▸ EXERCISE REQUIREMENTS
Reproduce every line of the listing below, the wording before each answer included, and move each answer point by adding 32 to both its x and its y coordinate. Omit the pictures.

▸ RECORDS SUPPLIED

------------------------------------------------------------------------

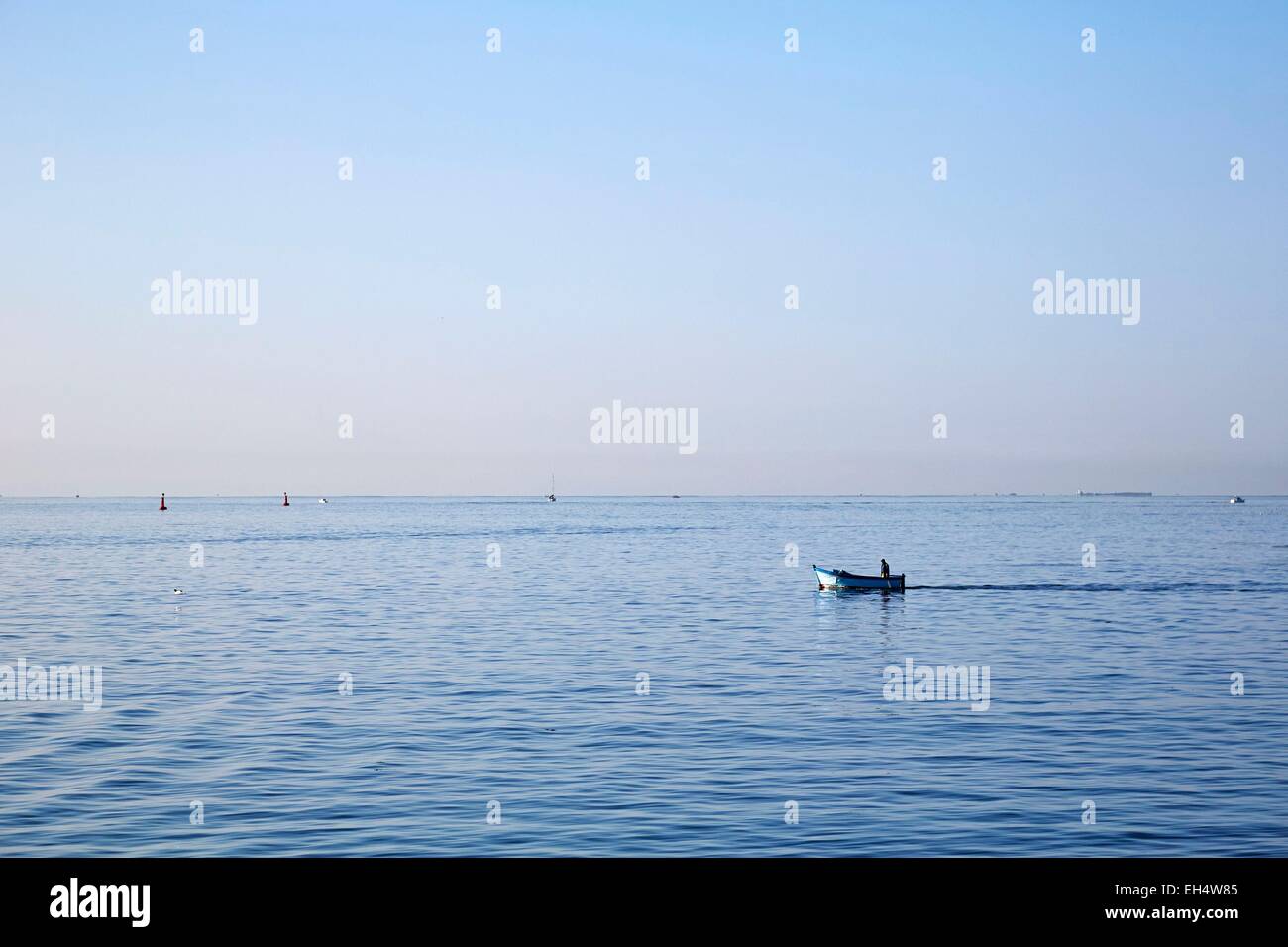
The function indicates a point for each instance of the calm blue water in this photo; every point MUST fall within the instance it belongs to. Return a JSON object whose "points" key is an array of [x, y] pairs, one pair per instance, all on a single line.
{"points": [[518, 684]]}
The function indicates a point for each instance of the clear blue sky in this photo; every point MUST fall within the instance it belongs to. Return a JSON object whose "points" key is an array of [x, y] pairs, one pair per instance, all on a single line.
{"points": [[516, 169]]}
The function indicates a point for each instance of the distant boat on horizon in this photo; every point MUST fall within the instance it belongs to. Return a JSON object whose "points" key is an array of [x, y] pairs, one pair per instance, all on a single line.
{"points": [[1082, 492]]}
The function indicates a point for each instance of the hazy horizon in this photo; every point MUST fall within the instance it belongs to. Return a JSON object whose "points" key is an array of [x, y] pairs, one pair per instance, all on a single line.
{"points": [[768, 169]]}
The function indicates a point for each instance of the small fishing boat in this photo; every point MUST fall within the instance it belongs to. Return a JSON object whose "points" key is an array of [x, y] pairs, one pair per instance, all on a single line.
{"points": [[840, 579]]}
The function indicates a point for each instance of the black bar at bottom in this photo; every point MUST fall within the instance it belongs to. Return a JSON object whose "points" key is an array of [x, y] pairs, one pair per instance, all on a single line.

------------------------------------------------------------------------

▸ FINAL ANSWER
The function indicates a point for each instance of the calm blue water in this photo; every point MUST fall within the instance it belongs to. Return a JSON object whose "points" key is an array of [x, y] pairs, one pair per instance, all on a single line.
{"points": [[550, 716]]}
The function indicates a point for each instance of the clear blue sky in this photo; every point MUST fall within the instance it belongs to. Return a JSON object whose "points" key is an array of [x, y] pairs, one pair per instance, all on a single line.
{"points": [[548, 201]]}
The function indicates a point for each instance of the distant boat on horizon in this photo; every point MUST fall within the instance it belongs to. Return a JSON object whose "points" key is an array of [x, y] pairs, one pair per instance, all on a single line.
{"points": [[1114, 524]]}
The function indicates a point for each instance of the hazy horizon in this photo; every point MUST fall within the instance it belongs to. Return a JSON object whose "points" key is an array of [x, y] pairs, one pair per instance, all on a single line.
{"points": [[800, 201]]}
The function indicates a point for each instance of the small fishing boat in this photo; every point MUST fall within the instance it belongs to. Return a JSON object whose "points" key is an array of [x, y] pairs, one pair per instance, all on a single line.
{"points": [[872, 611]]}
The function indicates a point for each instance of the black bar at bottom in this photo; every point MUST fall within the instance it belongs to. Return a JSON object whose "points" key is an array of [x, y] pairs, one pair per instance, all on a single line.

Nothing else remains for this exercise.